[[ EXERCISE DATA, beginning ]]

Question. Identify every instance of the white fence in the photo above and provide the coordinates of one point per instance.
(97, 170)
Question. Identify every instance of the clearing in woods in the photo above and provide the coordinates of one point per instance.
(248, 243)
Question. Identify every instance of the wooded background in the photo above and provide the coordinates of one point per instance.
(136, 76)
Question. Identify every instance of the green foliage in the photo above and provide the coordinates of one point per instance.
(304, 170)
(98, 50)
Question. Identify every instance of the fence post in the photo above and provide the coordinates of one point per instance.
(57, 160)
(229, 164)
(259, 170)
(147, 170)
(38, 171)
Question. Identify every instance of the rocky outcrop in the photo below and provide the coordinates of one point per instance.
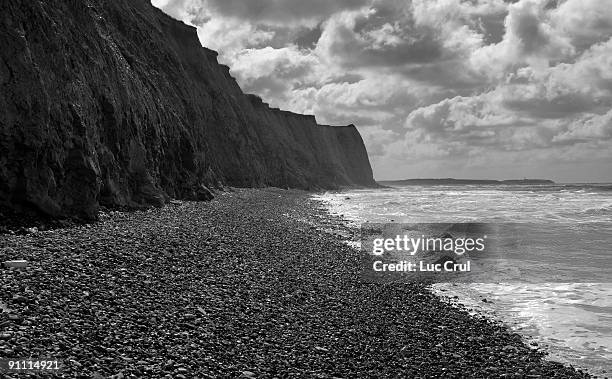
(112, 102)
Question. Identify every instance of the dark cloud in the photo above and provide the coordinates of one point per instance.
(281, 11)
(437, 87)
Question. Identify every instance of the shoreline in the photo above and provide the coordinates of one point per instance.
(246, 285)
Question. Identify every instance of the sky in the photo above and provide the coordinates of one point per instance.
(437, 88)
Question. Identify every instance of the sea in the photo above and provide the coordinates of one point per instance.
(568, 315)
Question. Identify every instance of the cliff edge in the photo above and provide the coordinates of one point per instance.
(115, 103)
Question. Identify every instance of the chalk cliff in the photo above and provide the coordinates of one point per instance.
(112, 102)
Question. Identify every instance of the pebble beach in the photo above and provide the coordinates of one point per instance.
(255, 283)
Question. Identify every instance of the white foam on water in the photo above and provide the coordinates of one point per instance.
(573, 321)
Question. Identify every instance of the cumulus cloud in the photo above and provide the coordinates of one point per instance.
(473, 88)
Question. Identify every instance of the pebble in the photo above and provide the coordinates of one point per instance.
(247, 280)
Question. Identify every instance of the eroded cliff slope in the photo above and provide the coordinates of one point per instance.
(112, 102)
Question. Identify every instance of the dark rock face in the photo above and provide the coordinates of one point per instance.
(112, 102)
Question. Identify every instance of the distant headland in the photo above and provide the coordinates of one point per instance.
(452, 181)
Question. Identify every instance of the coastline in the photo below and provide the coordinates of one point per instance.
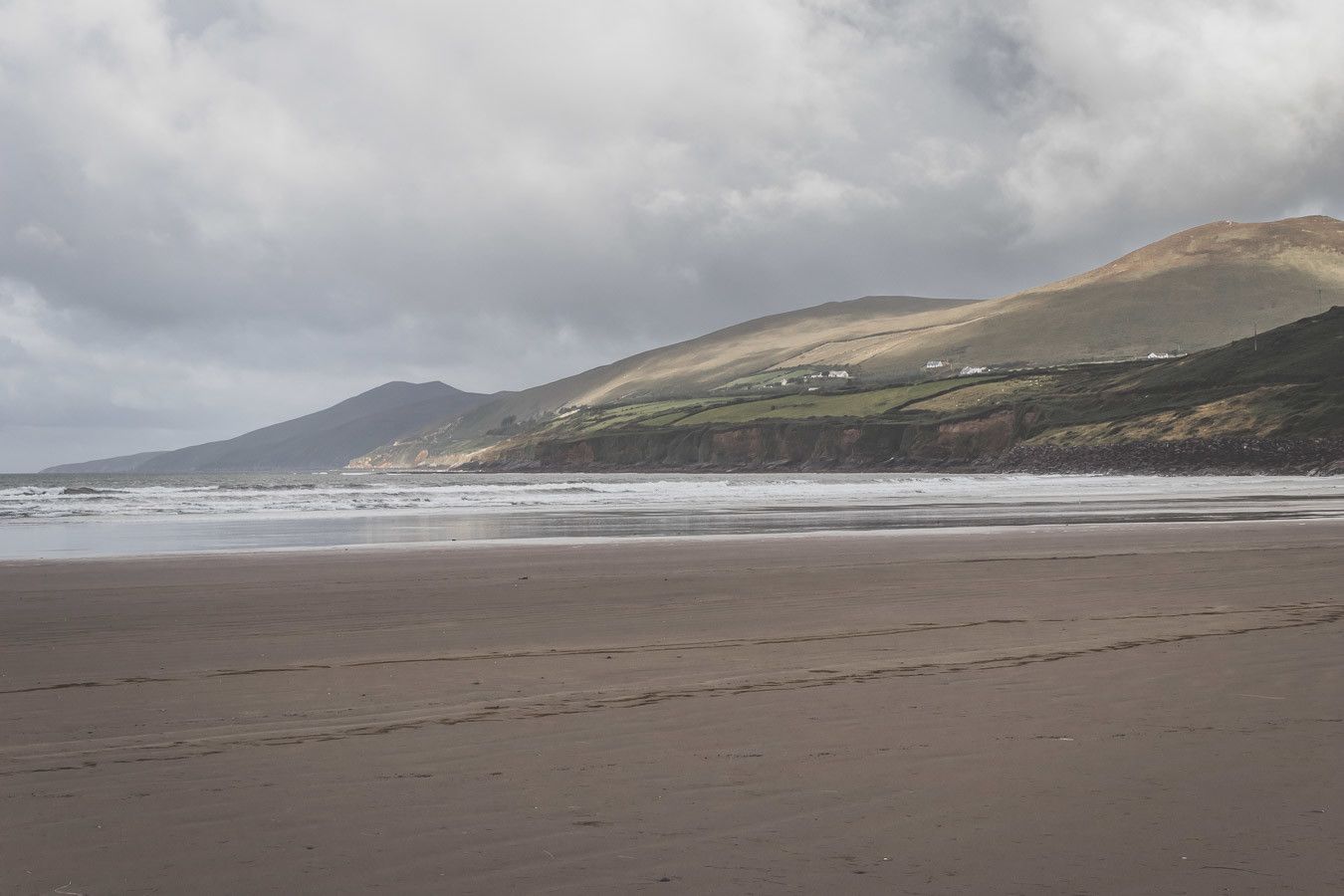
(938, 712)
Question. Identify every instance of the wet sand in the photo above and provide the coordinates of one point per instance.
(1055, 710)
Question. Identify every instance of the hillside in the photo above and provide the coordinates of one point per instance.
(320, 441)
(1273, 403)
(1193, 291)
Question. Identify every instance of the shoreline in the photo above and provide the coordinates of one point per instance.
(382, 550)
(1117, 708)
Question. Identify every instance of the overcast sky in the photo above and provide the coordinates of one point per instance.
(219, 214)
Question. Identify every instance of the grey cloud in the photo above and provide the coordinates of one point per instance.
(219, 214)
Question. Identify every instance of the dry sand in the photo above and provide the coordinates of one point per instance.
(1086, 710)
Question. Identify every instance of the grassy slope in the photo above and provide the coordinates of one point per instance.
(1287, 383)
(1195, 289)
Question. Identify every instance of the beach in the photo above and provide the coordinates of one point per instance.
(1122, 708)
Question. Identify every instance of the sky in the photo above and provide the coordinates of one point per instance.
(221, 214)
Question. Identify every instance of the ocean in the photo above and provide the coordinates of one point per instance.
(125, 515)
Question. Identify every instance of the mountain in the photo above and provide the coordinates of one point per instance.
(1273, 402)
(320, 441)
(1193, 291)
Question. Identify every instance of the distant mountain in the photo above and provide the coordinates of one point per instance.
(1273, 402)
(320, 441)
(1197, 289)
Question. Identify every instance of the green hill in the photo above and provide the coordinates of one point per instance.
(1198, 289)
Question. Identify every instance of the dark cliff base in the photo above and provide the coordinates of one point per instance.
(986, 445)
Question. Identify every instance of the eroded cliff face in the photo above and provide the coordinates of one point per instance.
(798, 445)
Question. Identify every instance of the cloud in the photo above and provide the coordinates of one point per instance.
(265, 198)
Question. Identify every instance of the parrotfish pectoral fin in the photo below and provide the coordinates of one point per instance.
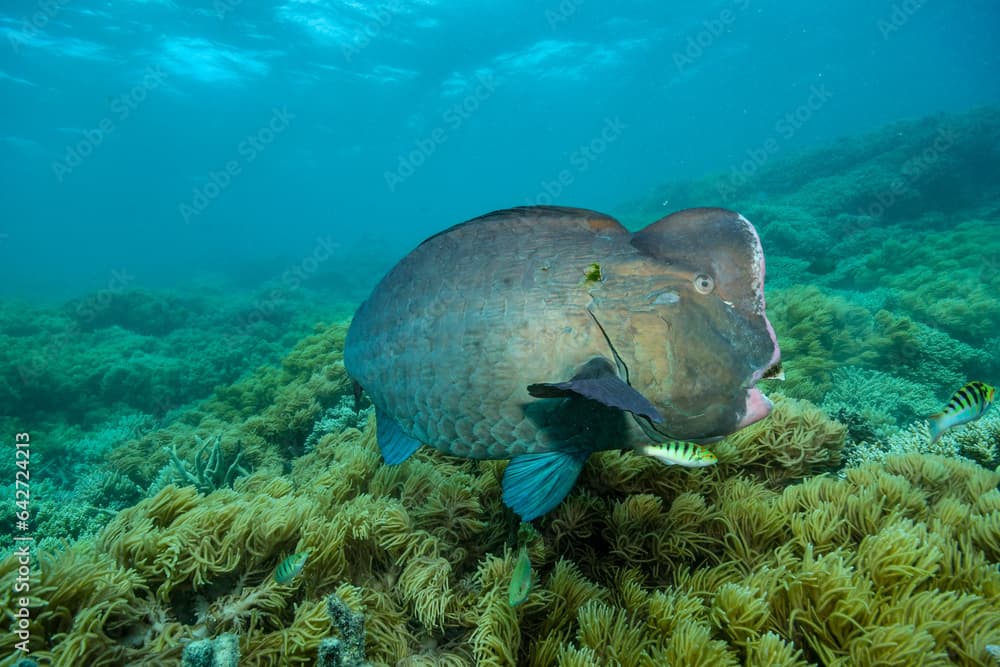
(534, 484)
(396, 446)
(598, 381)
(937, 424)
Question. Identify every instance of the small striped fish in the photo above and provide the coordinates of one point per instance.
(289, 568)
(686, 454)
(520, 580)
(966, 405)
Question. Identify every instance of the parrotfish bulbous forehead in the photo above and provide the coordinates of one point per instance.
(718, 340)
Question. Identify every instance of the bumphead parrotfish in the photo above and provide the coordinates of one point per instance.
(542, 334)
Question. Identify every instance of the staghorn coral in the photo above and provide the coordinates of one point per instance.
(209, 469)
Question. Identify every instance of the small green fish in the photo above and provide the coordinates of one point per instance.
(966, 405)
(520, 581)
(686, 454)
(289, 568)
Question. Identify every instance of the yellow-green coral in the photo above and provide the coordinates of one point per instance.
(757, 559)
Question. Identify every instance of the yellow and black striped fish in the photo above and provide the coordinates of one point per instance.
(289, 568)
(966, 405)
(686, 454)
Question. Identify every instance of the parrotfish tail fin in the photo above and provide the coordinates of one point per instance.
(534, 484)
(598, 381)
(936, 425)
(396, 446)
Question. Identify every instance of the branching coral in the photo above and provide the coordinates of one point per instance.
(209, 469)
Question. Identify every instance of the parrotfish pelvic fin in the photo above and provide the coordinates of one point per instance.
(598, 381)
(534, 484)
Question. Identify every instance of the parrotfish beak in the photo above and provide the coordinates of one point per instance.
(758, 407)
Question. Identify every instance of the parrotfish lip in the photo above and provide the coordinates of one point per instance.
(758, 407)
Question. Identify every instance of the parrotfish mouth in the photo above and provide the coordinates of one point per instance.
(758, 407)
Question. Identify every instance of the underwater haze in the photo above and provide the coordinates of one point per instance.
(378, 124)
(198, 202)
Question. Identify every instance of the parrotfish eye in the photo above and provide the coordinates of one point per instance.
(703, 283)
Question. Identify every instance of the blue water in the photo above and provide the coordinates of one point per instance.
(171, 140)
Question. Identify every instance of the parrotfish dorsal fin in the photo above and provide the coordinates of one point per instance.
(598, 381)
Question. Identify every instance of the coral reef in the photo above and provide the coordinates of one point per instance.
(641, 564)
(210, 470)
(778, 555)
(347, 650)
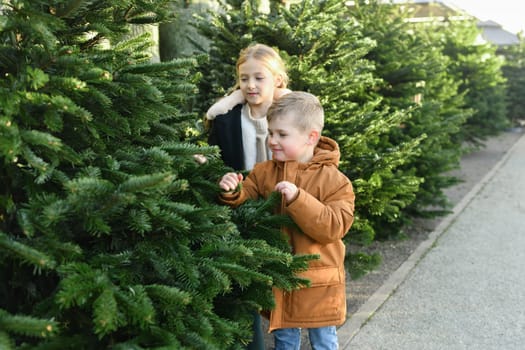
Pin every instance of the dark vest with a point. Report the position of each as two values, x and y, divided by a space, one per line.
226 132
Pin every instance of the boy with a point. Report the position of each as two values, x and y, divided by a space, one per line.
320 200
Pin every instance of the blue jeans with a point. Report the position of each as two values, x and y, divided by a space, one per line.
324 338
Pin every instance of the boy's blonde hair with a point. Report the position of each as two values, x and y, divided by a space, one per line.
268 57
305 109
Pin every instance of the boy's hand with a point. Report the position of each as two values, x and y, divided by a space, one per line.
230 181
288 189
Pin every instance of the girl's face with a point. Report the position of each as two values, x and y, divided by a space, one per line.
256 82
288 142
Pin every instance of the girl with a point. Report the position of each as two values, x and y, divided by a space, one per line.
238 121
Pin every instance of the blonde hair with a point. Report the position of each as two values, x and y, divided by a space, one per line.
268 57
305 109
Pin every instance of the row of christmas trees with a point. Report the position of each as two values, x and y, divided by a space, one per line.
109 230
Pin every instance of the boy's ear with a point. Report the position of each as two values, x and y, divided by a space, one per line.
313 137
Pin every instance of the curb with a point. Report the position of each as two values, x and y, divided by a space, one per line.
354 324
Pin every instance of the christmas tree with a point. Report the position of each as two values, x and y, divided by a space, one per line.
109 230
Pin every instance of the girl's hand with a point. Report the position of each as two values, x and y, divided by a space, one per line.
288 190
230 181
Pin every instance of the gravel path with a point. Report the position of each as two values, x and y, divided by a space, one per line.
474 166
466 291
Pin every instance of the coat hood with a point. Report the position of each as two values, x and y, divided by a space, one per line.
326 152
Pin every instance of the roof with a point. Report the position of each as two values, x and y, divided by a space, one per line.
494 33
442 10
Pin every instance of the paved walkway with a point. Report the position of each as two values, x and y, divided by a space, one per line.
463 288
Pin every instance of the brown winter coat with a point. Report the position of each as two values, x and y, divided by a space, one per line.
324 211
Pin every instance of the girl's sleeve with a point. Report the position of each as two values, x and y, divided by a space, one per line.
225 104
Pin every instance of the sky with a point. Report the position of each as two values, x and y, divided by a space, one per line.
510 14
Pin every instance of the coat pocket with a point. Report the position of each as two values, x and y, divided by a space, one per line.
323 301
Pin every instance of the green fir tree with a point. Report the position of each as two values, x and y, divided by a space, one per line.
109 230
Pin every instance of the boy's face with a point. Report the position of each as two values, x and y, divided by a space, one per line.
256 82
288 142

[[ EXERCISE DATA, end ]]

▶ _WORK TO BE COMPLETED_
Your answer should be exactly the lines of the material above, starting at the one that holds "Pin every instance of the boy's ear" and ending with the last.

▶ _WRITTEN ANSWER_
Pin every instance of the boy's ear with a point. Report the position of each as two values, x and y, divided by a space, one per line.
313 137
Pin every instance of the curb with a point. Report the position of each as two values, x and y, divided by a space, one per line.
354 324
Pin every instance of the christmas tree with a point. Report the position of each as two values, x and y, divided by a space, one per line.
109 230
Pin every instance of the girl's hand with a point. Report the position of each as two values, x and y, divided by a space, one per line.
288 190
230 181
Pin every instance of the gravel path with a point. Report the position of each as two values, x and y, divided by a space, one per line.
474 166
466 291
Pin every instance of the coat hood with a point. Report the position of each as two values, x and y, divided by a space, one per line.
326 152
Pin every instance of the roof with a point. Report the position of each as two values, x and y, divided by a space, one per line.
494 33
442 10
Pin every instance of the paved walkway with a point. Report the position of each as two values, x and y, divided by a space, one per line.
463 288
Pin every instance of the brown winter coat with a point. Report the position of each as two values, x and y, divided by a space, one per line.
324 211
Pin every instance of the girl's sleeve with a point. Report the position of each as two values, x and y, divided by a space, one per line.
225 104
Pin every instance of the sky with a point. Report the position of each as two values, x and y, divided by a space, one per line.
510 14
Pin every instance of the coat pocket with a point. Report the position of each as two values, x and y, divided by a space, one per line.
323 301
Pin every instance of the green fir tree with a point. Report the position of each as two values, x and y, divided by a space, one per line.
109 230
Pin every instance of the boy's face with a point. Report the position of each as two values, x and y, divided by a space, one per line.
256 82
288 142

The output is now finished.